[Photo object pointing records]
╭──
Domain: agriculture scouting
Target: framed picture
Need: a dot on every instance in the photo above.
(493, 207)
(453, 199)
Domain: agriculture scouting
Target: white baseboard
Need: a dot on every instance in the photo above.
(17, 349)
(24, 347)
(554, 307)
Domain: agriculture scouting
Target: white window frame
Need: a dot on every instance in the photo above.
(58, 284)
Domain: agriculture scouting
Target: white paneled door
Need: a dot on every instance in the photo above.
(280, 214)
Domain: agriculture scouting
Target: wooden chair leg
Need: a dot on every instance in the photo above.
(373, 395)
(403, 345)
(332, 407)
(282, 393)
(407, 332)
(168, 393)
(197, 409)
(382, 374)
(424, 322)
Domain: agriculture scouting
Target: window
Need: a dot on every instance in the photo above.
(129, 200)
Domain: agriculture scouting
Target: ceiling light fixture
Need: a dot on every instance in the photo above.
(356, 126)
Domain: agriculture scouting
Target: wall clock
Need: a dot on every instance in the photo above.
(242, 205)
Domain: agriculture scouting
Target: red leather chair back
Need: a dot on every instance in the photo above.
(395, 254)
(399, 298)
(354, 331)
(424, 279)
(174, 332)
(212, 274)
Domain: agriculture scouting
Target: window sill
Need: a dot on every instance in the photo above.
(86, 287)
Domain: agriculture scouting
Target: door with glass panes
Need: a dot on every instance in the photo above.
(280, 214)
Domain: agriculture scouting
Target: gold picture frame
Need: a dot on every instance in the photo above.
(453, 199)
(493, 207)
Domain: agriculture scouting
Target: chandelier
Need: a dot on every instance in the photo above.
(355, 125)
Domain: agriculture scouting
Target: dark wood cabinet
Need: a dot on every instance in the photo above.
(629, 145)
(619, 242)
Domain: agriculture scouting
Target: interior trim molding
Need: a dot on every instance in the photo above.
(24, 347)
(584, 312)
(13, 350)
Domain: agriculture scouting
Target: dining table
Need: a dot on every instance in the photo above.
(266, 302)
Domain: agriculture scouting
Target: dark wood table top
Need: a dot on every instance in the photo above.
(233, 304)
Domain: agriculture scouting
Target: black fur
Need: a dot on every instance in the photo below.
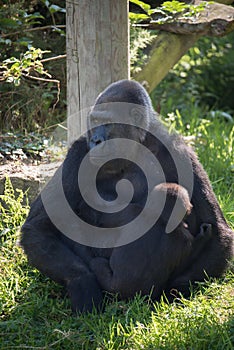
(200, 245)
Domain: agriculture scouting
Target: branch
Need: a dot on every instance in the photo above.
(53, 58)
(215, 20)
(166, 51)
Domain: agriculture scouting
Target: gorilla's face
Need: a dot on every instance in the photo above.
(106, 128)
(111, 121)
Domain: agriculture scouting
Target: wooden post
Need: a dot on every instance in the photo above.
(97, 54)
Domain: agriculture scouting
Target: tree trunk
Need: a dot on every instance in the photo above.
(97, 54)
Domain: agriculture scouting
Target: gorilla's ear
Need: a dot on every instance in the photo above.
(137, 116)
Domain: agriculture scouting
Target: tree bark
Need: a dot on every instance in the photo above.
(97, 54)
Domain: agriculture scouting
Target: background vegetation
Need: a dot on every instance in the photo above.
(196, 100)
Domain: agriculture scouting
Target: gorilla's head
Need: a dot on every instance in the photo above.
(123, 110)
╰──
● **What is required**
Transcribe the listing in full. Omit the pictures and keep every line exact.

● **The response**
Domain: agriculture scouting
Target: framed picture
Need: a dot on every instance in the photo above.
(493, 207)
(453, 199)
Domain: agriculture scouting
Target: white baseboard
Need: a dot on every instance in the photo above.
(17, 349)
(24, 347)
(554, 307)
Domain: agriculture scouting
Target: white window frame
Need: a dot on every instance in the photo above.
(58, 284)
Domain: agriculture scouting
Target: white paneled door
Need: a dot on every instance in the photo above.
(280, 214)
Domain: agriculture scouting
Target: wooden chair leg
Need: a dot on every instance in the photo above.
(373, 395)
(403, 345)
(332, 407)
(282, 393)
(407, 332)
(168, 393)
(197, 409)
(382, 374)
(424, 322)
Domain: agriculture scouting
Target: window
Need: a dot on every instance in the photo above.
(129, 200)
Domain: agriculture scouting
Target: ceiling light fixture
Need: a dot on every instance in the photo above.
(356, 126)
Domain: agriculture scouting
Target: wall clock
Need: a dot on every instance in the photo above.
(242, 205)
Domain: agriculture scouting
Target: red leather chair back
Need: a dot on every instance in the photo above.
(395, 254)
(399, 298)
(354, 331)
(424, 279)
(174, 332)
(212, 274)
Domain: agriculture scouting
Target: window sill
Need: a dot on every instance in the photo above.
(86, 287)
Domain: agriculture scouting
Target: door with glass panes
Need: a dot on every instance in the photo above.
(280, 214)
Domain: agriculture scouting
Target: gold picture frame
Need: a dot on every instance in the photo above.
(453, 199)
(493, 207)
Domain: agriculture scouting
Target: chandelier
Need: a dot on every instance in the photo above.
(355, 125)
Domain: agriculture scouting
Target: dark wood cabinet
Need: a dot on every instance in the photo above.
(629, 145)
(619, 242)
Domain: agriculture scouting
Target: interior trim molding
Need: a dot on every instance in the photo above.
(24, 347)
(584, 312)
(13, 350)
Domain: agriculture scouting
Target: dining table
Need: a dot on every instance in the photo above.
(266, 302)
Domain: agriculture scouting
Target: dark wood table top
Need: a dot on every instance in the photo above.
(233, 304)
Domain: agriculture scouting
Target: black fur
Need: a dot on every instance in the photo below.
(200, 245)
Domain: agriculture scouting
Target: branch
Need: a dot on every instance in the photo above.
(53, 58)
(215, 20)
(166, 51)
Domain: agriculture scouting
Target: gorilla's face
Need: a dot on every instance in the photo above.
(106, 128)
(111, 121)
Domain: agriculture scouting
Target: wooden post
Need: a dot on every instance in the photo above.
(97, 54)
Domain: agriculture scouting
Target: tree trunk
Need: a dot on every instance in the photo above.
(97, 54)
Domain: agriculture scouting
Target: gorilla's ear
Need: a dot on every instance in the photo above.
(137, 116)
Domain: agriculture scouting
Target: tree bark
Need: a dot on every instance in the photo above.
(97, 54)
Domain: agriculture scouting
Target: background vegetation
Need: a dot on every instance in the photo above.
(196, 100)
Domain: agriculture scouting
Target: gorilla's head
Need: a dot on every instance in the photo above.
(123, 110)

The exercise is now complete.